■ **Task objective**: Reproduce every line of the material below exactly. No pictures belong in the copy.

■ **Data for processing**:
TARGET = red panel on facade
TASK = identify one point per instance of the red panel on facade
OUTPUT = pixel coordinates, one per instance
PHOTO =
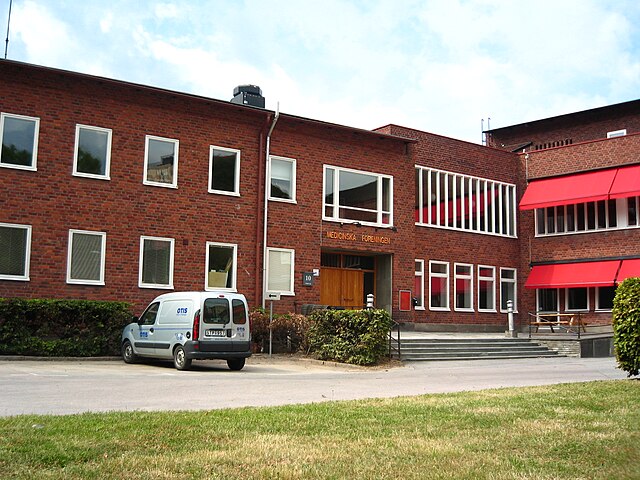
(629, 268)
(583, 187)
(626, 183)
(570, 275)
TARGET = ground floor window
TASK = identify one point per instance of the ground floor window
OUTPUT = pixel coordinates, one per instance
(221, 266)
(280, 268)
(156, 262)
(85, 260)
(438, 285)
(463, 287)
(508, 288)
(15, 251)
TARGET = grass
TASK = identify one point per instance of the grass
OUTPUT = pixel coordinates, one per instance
(574, 431)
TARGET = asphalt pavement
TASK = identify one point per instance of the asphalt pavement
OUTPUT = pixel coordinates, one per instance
(63, 387)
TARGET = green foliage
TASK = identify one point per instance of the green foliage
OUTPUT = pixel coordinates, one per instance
(358, 337)
(289, 331)
(55, 328)
(626, 325)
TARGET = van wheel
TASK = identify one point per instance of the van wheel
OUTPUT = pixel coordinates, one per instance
(128, 355)
(180, 359)
(235, 363)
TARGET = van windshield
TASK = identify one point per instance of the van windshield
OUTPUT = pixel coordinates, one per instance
(216, 310)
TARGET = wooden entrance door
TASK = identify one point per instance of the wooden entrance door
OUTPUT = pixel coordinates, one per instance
(342, 287)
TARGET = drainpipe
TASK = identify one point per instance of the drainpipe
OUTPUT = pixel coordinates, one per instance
(266, 206)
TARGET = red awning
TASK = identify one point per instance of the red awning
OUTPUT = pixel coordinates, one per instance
(580, 188)
(626, 183)
(629, 268)
(573, 275)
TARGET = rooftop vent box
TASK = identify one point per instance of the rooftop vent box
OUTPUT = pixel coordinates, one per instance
(248, 95)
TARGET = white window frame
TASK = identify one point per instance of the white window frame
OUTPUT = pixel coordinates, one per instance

■ **Written response**:
TARGET = red panel on facade
TASK = identify one point per instance of the red panel on facade
OUTPUT = pixel coordinates, one per instance
PHOTO =
(629, 268)
(583, 187)
(626, 183)
(570, 275)
TARGET = ground floor window
TASK = identify one point per instance of the ground floor window
OUTPUT = pixel coordinates, one per instance
(221, 266)
(280, 268)
(156, 262)
(85, 260)
(438, 285)
(463, 287)
(508, 288)
(15, 251)
TARGET = grass
TASK = identify one point per instance of the grass
OUTPUT = pixel coordinates, one per instance
(574, 431)
TARGET = asphalt pavement
TASK = identify one point per instance of the asphalt pavement
OUTPUT = pixel coordinates, one per instance
(63, 387)
TARGET = green foliage
TASK = identify one point per instance of the green foliage
OUTPUT = pixel coordinates, one per instance
(358, 337)
(289, 331)
(55, 328)
(626, 325)
TARGET = van wheel
TASK = identify one point per instance of the van wheel
OUTPUT = pixel coordinates, one per instance
(128, 355)
(180, 359)
(235, 363)
TARGET = van windshield
TASK = identify one point per instance of the van windshield
OUTPUT = pixel coordinates, one per instance
(216, 310)
TARGET = wooden entrance door
TASK = identify one point per instance of the wooden entrance door
OUTPUT = pixel coordinates, one per instance
(342, 287)
TARGET = drainpipe
TASK = identify one point per instance of the drainpipe
OUTPUT = pixel coordinates, one per instance
(266, 206)
TARGET = red awning
TASK = identify one point per instance of the red awning
OUTPUT = pixel coordinates, one per instance
(580, 188)
(626, 183)
(629, 268)
(573, 275)
TARGET = rooftop vent box
TASK = identify one point per instance of the rooftop vent box
OUTPUT = pixel coordinates, one per instance
(248, 95)
TARGET = white window frame
TASK = identify one point per instance of the white window frame
OUTPUT = pixel coordinates, one per instance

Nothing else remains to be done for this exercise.